==== AUSGANGSTEXT ====

Auch in Tschechien hat der Oberste Rechnungshof (Nejvyšší kontrolní úřad) die Aufgabe, den Vertretern von Staat und Regierung genau auf die Finger zu schauen. Es geht immer darum, ob Gelder effizient verwendet wurden. Im Bericht für das vergangene Jahr hat die Behörde unter anderem die Ausgaben für den Katastrophenschutz unter die Lupe genommen. Dazu fragten die Kontrolleure auch rund 50.000 Schüler weiterführender Schulen, ob sie wüssten, wo sie im Notfall einen Schutzbunker oder ähnliche sichere Orte finden.

Miloslav Kala | Foto: Michaela Danelová,  Tschechischer Rundfunk

„Das Ergebnis hat uns erstaunt und vielleicht auch erstarren lassen, weil 80 Prozent der Befragten keinerlei Informationen hatten über die Lage von Schutzräumen. Und etwa die Hälfte wusste nicht, wie sie sich beispielsweise im Fall eines Chemieunfalles verhalten soll. Der Staat hat dabei große Summen investiert, jedoch bestehen nur für drei Prozent der Bevölkerung auch Schutzräume“, so Miloslav Kala, Vorsitzender des Rechnungshofs, in einem Interview für die Inlandssendungen des Tschechischen Rundfunks.

Beim Innenministerium stimmt man jedoch mit gewissen Schlussfolgerungen des Rechnungshofes nicht überein. So sagte Ressortleiter Vít Rakušan (Stan):

Vít Rakušan | Foto: René Volfík,  iROZHLAS.cz

„Einige konkrete Angaben in dem Jahresbericht sind irreführend – zum Beispiel dass die Schutzräume hierzulande nur für insgesamt drei Prozent der Bevölkerung ausreichen würden. Denn tatsächlich sind es 13 Prozent. Aber auch der Vorwurf, dass das Warnsystem mangelhaft sei, ist falsch. Derzeit erreicht das Warnsystem etwa 80 Prozent der Menschen in Tschechien. Und unser Katastrophenschutz gehört zu den robustesten innerhalb der Europäischen Union.“

Eingebunden in den Schutz ist auch die tschechische Berufsfeuerwehr, geleitet von Generaldirektor Vladimír Vlček. Er weist vor allem darauf hin, dass sich die Definition von Schutzräumen mittlerweile geändert habe:

„Heutzutage wird die Form improvisierter Schutzräume bevorzugt. Dazu reichen Kellerräume in normalen Gebäuden. Diese müssen bestimmte Bedingungen erfüllen, die wir nun neu konzipieren. Dass wir aber allgemein nicht vorbereitet wären auf den Katastrophenfall, stimmt sicher nicht.“

Vladimír Vlček | Foto: HZS Moravskoslezského kraje

Dem Obersten Rechnungshof kommt es in seinem Jahresbericht aber wohl gerade darauf an, wie und ob die nötigen Informationen an die Menschen hierzulande auch wirklich vermittelt werden. In den Jahren 2015 bis 2021 wurden laut den Berechnungen der Behörde insgesamt 720 Millionen Kronen (28,5 Millionen Euro) in das Katastrophenschutzkonzept investiert.

==== DATENAUSZÜGE ====

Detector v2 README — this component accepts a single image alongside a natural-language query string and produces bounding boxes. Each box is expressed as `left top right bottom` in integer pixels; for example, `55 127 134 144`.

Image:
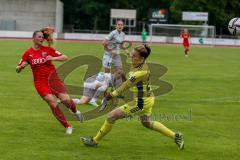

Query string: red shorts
34 79 67 97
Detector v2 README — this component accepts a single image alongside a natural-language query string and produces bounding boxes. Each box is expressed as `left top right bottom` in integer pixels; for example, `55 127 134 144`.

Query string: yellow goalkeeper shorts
119 97 155 116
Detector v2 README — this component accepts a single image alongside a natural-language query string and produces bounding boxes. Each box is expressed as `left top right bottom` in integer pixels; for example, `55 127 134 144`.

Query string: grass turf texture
0 40 240 160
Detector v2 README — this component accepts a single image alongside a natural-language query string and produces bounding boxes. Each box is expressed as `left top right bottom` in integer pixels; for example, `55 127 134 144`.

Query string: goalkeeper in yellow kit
81 45 184 150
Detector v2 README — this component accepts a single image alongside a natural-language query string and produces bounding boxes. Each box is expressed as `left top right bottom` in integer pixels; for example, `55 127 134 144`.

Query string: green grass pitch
0 40 240 160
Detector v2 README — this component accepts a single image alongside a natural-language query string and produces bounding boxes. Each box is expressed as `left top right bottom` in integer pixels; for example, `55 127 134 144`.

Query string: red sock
62 99 77 113
50 106 71 128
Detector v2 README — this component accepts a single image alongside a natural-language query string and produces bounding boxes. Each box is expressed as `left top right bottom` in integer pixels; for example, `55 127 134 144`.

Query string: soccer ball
228 18 240 35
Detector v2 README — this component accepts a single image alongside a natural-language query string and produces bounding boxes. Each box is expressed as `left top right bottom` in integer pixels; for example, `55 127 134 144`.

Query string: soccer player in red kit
180 28 190 57
16 31 82 134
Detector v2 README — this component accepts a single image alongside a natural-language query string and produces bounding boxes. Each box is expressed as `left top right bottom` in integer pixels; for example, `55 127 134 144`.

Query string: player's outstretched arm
46 54 68 61
16 62 28 73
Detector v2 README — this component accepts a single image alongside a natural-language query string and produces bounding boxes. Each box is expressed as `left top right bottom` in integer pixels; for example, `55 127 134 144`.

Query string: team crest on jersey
42 52 47 57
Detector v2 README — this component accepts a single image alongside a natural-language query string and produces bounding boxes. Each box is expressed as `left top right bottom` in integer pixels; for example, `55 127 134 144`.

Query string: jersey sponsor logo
130 76 136 82
32 58 46 65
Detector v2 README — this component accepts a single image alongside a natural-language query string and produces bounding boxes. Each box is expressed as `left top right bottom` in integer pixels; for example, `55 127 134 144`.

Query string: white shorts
103 53 122 69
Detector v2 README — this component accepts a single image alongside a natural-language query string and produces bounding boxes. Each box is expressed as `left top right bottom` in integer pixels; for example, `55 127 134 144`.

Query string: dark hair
33 30 42 37
134 44 151 59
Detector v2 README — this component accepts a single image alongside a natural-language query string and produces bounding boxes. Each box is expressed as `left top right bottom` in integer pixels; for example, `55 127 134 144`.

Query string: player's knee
141 121 151 128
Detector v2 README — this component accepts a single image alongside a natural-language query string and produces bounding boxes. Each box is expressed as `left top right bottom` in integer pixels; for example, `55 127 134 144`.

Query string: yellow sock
152 121 175 138
93 120 113 143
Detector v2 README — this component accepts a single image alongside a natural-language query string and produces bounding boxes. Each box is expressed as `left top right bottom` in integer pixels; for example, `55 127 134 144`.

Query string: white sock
72 98 80 104
91 98 97 102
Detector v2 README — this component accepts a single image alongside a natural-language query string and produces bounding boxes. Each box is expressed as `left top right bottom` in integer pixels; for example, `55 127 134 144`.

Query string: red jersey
19 46 62 83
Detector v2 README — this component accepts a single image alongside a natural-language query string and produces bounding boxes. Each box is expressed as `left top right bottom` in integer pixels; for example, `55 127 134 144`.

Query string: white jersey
84 72 112 89
105 29 125 54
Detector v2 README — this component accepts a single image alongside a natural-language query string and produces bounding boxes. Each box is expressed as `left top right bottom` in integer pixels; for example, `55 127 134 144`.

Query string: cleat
74 111 84 123
88 100 99 107
80 137 98 147
174 132 184 150
66 127 73 135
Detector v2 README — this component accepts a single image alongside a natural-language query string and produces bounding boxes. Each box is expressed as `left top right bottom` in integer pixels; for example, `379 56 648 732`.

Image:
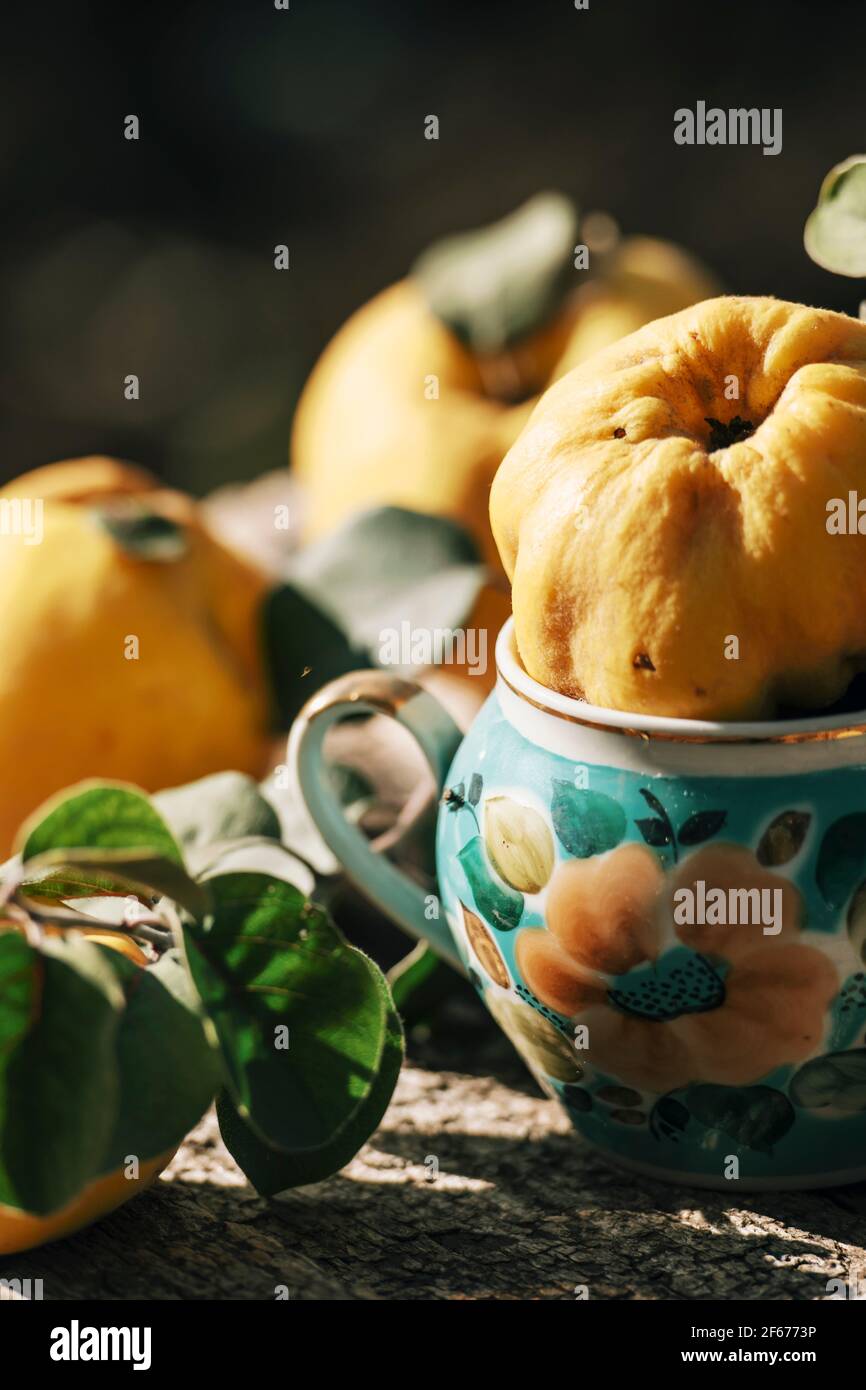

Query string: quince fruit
0 457 271 851
491 296 866 720
292 195 719 569
0 922 175 1257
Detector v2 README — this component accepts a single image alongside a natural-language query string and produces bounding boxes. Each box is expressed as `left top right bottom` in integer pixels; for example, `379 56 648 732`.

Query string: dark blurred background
0 0 866 492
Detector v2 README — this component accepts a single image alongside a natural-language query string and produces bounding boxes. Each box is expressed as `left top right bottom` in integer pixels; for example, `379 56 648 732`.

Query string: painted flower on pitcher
516 844 838 1094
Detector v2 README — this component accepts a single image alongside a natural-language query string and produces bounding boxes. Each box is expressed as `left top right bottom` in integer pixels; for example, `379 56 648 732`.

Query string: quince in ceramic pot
491 296 866 720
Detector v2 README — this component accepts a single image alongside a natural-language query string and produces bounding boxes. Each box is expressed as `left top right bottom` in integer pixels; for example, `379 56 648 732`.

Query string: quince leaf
96 945 222 1173
803 154 866 277
263 507 488 728
183 873 403 1155
0 930 124 1215
19 783 207 916
411 193 577 354
152 773 279 853
217 980 403 1197
18 781 183 866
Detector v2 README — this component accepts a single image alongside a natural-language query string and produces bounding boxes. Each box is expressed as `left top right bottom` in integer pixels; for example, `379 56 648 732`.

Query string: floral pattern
438 702 866 1186
516 844 838 1093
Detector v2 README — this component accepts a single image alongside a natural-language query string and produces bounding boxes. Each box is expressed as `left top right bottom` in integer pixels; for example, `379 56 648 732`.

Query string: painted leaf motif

====

* [ARBEITSAUFTRAG 1]
Beantworten Sie die folgenden Fragen anhand des Ausgangstexts:
(a) Wie viele Schüler weiterführender Schulen befragten die Kontrolleure des Rechnungshofs?
(b) Wie viel Prozent der Menschen in Tschechien erreicht das Warnsystem laut Vít Rakušan derzeit?
(c) Welche Summe wurde in den Jahren 2015 bis 2021 laut den Berechnungen der Behörde in das Katastrophenschutzkonzept investiert?
* [ARBEITSAUFTRAG 2] Tauschen Sie im Ausgangstext „Jahresbericht“ gegen „Prüfbericht“ aus. Geben Sie dabei den Abschnitt von „Vladimír Vlček |“ bis einschließlich „das Katastrophenschutzkonzept investiert.“ wieder.

* [ÜBUNGSERGEBNIS 1]
(a) Rund 50.000 Schüler.
(b) Etwa 80 Prozent.
(c) Insgesamt 720 Millionen Kronen (28,5 Millionen Euro).

* [ÜBUNGSERGEBNIS 2]
Vladimír Vlček | Foto: HZS Moravskoslezského kraje

Dem Obersten Rechnungshof kommt es in seinem Prüfbericht aber wohl gerade darauf an, wie und ob die nötigen Informationen an die Menschen hierzulande auch wirklich vermittelt werden. In den Jahren 2015 bis 2021 wurden laut den Berechnungen der Behörde insgesamt 720 Millionen Kronen (28,5 Millionen Euro) in das Katastrophenschutzkonzept investiert.